* [TASK BRIEF] Quote word for word the passage of the dust collector post that opens with the words containing "Last week I" and closes with "came with it.".

* [READING TEXT]
-- begin --
Last week I cleaned up the dust collector good. Took it apart, blew the inside and outside of the body and motor, wiped it all down, and reassembled in the orientation I needed for my setup. I also went up in the attic to make sure my install location would be fine in terms of piping the exhaust up into the attic and out the soffit. Unfortunately this is where those particular plans fell apart: my roof rafters rest directly on the block wall, so I only have about 3.5" of clearance to pipe my 7" exhaust. I thought about fabricating a sort of rectangular "hood" with a 7" inlet and the same cross sectional area to fit between the rafters but decided it wasn't worth the effort and to just use the good filters that came with it.

I purchased the hardware I needed and used the same 2x4 frame the previous owner used to get it mounted tonight with the help of my dad and brother in law. I used four 2x4 horizontal pieces with eight 4" lag bolts into the studs and then used 8' vertical pieces to mount the brackets to and then into the horizontal 2x4s. This offset from the wall helped in a few areas including clearing the conduit and trim piece on the bottom.
-- end --
* [GIVEN MATERIAL]
-- begin --
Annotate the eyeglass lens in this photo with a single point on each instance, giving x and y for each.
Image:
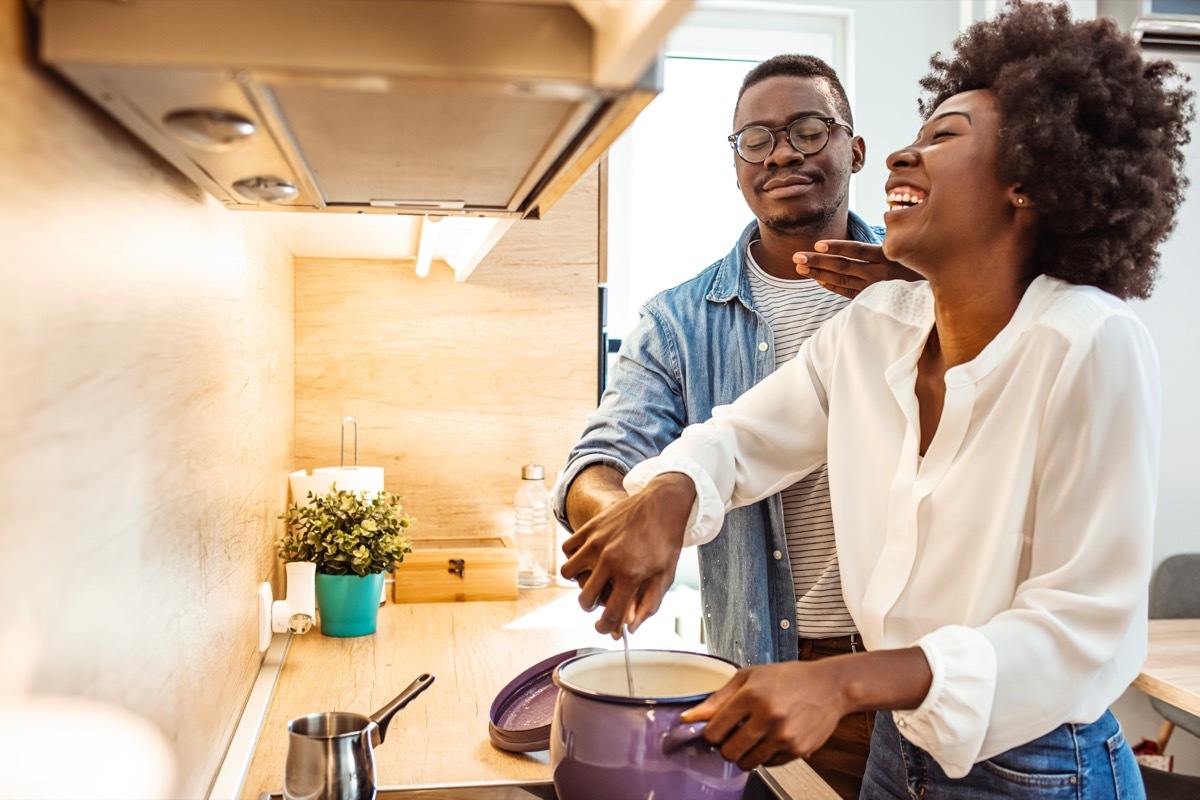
-- end --
* [RESULT FOR THIS EXERCISE]
Last week I cleaned up the dust collector good. Took it apart, blew the inside and outside of the body and motor, wiped it all down, and reassembled in the orientation I needed for my setup. I also went up in the attic to make sure my install location would be fine in terms of piping the exhaust up into the attic and out the soffit. Unfortunately this is where those particular plans fell apart: my roof rafters rest directly on the block wall, so I only have about 3.5" of clearance to pipe my 7" exhaust. I thought about fabricating a sort of rectangular "hood" with a 7" inlet and the same cross sectional area to fit between the rafters but decided it wasn't worth the effort and to just use the good filters that came with it.